** START **

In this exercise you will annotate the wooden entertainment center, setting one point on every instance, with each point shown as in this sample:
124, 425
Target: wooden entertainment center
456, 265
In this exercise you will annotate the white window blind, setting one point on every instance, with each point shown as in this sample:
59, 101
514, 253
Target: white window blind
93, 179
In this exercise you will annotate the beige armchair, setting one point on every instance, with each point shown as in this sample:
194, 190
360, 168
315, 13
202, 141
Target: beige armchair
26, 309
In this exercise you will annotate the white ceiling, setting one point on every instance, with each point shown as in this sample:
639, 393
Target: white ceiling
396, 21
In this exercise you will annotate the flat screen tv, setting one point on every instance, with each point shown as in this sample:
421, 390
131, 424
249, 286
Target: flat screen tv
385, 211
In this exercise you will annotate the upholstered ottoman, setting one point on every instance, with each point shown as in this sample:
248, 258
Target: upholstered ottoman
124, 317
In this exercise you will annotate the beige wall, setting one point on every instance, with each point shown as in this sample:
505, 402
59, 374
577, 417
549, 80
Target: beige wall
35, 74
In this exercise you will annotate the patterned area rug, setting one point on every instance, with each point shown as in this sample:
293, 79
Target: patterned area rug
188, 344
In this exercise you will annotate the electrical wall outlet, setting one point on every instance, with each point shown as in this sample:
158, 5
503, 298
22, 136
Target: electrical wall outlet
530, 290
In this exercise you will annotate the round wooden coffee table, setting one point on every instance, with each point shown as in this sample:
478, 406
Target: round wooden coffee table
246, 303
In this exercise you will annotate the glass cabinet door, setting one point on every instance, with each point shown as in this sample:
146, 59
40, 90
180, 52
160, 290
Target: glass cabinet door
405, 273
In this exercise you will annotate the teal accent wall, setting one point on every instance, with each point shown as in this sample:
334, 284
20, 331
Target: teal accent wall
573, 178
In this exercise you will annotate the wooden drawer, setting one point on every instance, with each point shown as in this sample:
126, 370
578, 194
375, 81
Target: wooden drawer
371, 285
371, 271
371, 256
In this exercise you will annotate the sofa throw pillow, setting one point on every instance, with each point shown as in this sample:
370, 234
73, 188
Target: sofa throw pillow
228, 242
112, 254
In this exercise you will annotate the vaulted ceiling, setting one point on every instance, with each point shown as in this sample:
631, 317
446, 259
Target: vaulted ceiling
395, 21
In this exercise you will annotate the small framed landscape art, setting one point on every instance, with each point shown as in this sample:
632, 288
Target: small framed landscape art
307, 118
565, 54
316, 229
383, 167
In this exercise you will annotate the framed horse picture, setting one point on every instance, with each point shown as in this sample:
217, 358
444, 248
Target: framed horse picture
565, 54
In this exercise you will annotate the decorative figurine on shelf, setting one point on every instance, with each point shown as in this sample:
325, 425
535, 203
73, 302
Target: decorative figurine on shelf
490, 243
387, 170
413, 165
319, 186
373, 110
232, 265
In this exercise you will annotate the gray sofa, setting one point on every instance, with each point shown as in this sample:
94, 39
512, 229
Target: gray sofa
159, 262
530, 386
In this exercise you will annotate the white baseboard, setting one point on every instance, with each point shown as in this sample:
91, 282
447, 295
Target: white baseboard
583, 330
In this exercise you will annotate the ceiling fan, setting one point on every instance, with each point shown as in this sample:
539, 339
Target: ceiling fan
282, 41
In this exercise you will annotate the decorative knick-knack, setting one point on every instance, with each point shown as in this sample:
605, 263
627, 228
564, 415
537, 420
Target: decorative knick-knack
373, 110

** END **

The task =>
Print the rows above again without any change, beginning at the line that contains "In this exercise you will annotate the gray" and ending with the last line of the rows.

Complete response =>
In this exercise you will annotate the gray sofa, setting one point on every instance, with each point shown as in this sample:
94, 39
512, 229
Target: gray sofa
159, 262
530, 386
In this exercise you will annotate the white baseboard, setting one point on every instance, with each point shown as in this sample:
91, 282
447, 295
Target: white baseboard
583, 330
In this exercise you will annotate the ceiling fan, setting one point on every instance, with each point shown as in this sample:
539, 339
Target: ceiling fan
282, 41
In this exercise you will annotate the decorative knick-knack, setting one point on every instance, with each point shown as in this sample:
605, 263
627, 228
564, 415
537, 420
Target: decorative knick-knack
373, 110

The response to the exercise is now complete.